Saved entries:

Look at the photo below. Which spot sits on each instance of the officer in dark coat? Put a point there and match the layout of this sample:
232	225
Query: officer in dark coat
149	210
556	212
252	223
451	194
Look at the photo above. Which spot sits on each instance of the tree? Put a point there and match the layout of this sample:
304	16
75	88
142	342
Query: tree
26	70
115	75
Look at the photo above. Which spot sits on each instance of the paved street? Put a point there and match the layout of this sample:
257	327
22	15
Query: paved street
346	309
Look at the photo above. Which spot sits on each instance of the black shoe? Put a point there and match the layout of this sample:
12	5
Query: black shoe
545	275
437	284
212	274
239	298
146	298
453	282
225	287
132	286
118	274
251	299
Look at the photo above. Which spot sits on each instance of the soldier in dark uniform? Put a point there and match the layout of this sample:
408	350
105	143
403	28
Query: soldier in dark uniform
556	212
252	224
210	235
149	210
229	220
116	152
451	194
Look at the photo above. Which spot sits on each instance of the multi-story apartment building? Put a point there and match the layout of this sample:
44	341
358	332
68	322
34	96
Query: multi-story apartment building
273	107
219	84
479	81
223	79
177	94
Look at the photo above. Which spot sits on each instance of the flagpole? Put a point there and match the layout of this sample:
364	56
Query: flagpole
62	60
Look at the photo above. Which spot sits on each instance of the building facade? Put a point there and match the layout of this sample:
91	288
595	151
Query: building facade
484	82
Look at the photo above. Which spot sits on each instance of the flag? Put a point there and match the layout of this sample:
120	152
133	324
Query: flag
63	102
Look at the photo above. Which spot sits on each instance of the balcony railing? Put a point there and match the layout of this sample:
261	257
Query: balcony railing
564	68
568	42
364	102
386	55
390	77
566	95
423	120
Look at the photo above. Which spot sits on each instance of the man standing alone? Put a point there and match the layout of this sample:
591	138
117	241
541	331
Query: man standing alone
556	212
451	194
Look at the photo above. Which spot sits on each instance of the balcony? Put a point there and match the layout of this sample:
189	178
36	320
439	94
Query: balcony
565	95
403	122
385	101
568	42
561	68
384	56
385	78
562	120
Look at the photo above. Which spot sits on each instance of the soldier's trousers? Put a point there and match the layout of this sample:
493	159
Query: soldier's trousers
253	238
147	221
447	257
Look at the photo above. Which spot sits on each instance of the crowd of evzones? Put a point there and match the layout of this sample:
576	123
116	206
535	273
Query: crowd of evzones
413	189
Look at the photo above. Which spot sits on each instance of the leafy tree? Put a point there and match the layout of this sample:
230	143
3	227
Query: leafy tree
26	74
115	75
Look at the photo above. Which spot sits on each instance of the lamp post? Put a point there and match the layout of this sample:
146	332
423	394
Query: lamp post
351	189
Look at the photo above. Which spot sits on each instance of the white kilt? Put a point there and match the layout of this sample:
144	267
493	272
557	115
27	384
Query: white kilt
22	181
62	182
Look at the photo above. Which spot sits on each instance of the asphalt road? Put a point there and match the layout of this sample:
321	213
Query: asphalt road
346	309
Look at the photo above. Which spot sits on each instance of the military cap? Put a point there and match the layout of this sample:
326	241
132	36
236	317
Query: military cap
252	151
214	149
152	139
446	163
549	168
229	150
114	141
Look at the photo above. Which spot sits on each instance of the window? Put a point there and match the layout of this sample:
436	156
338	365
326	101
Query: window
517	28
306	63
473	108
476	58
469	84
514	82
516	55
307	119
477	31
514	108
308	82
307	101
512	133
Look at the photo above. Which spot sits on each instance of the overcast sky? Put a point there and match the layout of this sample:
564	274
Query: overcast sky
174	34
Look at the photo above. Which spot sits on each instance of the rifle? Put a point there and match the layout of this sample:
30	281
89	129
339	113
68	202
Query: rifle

→ TO DO:
Write out, exactly as given, the line containing "of the rifle?" and every line after it to the end of the records. Include nothing else.

→ WRITTEN REPLY:
Look at the photo above. Which spot sits on each instance of the rifle? Put a point there and match the layout of this sample:
30	281
89	129
339	113
68	202
Query: rifle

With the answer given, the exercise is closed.